_WRITTEN EXERCISE A_.
Set down the passage from the movie review post starting at "Cons: The acting" and ending at "it feels force.", word for word.

_EXTRACT_.
--

I encourage you to read the Crossed Genres post linked above to get a clear picture of what this is all about. This is where I stand. Now it's time for you to decide where you stand.

That is all.

Quickie Movie Reviews (2009): Volume Five

Here we are with another edition of my quickie movie reviews. Since it has been a while since I've done these, and there are new readers seeing this, I want to reiterate what they are about. Any time I watch something that has either been out on DVD for an extended period of time or is no longer in theaters, I do a quickie review rather than a longer review, because, when it comes down to it, nobody really wants a long, drawn-out review for a movie they can pick up for dirt cheap through Netflix or some other service. They want a quick review to get right to the point (is it good or does it blow). That's what this is all about. The only thing that has changed since the last edition is that I now include a brief synopsis.

Without further delay, here we go:

Slipstream (Sean Astin and Vinnie Jones)
A physics genius working on a temporal displacement device for the government decides to test it out in public, but when the device falls into the hands of a bank robber, he has to get it back before it’s too late.
Pros: A great concept with an interesting soundtrack and a superb grasp of low-budget graphics. Big filmmakers would do well to pay attention to how this practically unknown film managed to make its concept visually stimulating without resorting to excessive computer graphics.
Cons: The acting is weak; Sean Astin is not at his best here and the rest of the cast either were given poor direction or have issues making their lines feel believable. The plot is, unfortunately, overdone, and any complexity within it feels force.
Rating: 2/5

Howl’s Moving Castle (English Dubbed)

--

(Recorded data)
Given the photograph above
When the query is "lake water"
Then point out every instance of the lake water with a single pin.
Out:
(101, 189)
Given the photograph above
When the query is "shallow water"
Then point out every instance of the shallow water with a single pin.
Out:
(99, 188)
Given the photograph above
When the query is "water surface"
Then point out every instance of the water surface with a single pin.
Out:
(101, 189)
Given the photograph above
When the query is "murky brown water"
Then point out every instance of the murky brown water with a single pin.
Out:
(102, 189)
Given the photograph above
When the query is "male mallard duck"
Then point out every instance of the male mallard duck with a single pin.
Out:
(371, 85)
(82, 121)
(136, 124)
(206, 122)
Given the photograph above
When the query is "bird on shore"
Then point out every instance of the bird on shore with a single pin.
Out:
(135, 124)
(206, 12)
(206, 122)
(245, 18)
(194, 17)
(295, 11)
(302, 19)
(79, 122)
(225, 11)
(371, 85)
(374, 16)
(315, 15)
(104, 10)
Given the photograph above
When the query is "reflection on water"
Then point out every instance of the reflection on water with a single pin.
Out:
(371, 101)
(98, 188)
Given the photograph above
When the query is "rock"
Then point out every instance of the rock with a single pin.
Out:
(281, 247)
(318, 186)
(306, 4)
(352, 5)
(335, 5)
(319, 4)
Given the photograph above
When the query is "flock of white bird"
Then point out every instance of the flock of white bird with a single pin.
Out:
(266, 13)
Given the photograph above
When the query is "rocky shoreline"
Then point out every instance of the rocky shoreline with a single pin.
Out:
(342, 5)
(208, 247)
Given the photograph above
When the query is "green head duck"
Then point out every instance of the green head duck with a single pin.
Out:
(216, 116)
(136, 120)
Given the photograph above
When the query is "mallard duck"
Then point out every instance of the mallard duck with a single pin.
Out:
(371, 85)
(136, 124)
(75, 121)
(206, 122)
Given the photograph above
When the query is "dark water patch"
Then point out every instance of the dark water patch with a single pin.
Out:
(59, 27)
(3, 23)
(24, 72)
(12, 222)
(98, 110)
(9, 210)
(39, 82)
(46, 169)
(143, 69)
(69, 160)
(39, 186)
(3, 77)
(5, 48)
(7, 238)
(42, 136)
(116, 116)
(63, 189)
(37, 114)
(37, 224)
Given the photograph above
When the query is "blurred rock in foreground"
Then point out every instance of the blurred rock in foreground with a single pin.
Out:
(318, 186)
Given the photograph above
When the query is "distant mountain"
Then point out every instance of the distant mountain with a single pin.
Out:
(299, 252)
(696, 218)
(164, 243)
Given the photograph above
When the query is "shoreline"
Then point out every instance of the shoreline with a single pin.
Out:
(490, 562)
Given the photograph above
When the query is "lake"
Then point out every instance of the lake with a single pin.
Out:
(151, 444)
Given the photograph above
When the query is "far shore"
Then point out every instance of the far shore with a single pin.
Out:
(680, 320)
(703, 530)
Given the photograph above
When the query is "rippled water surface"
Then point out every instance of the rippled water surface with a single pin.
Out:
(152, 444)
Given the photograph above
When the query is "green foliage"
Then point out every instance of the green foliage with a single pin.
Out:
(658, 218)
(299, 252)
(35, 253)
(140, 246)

--

_WRITTEN EXERCISE B_.
In the recorded data above, count the lines containing the string "shoreline", matching case exactly. Give only the number.

_FULL SOLUTION A_.
Cons: The acting is weak; Sean Astin is not at his best here and the rest of the cast either were given poor direction or have issues making their lines feel believable. The plot is, unfortunately, overdone, and any complexity within it feels force.

_FULL SOLUTION B_.
4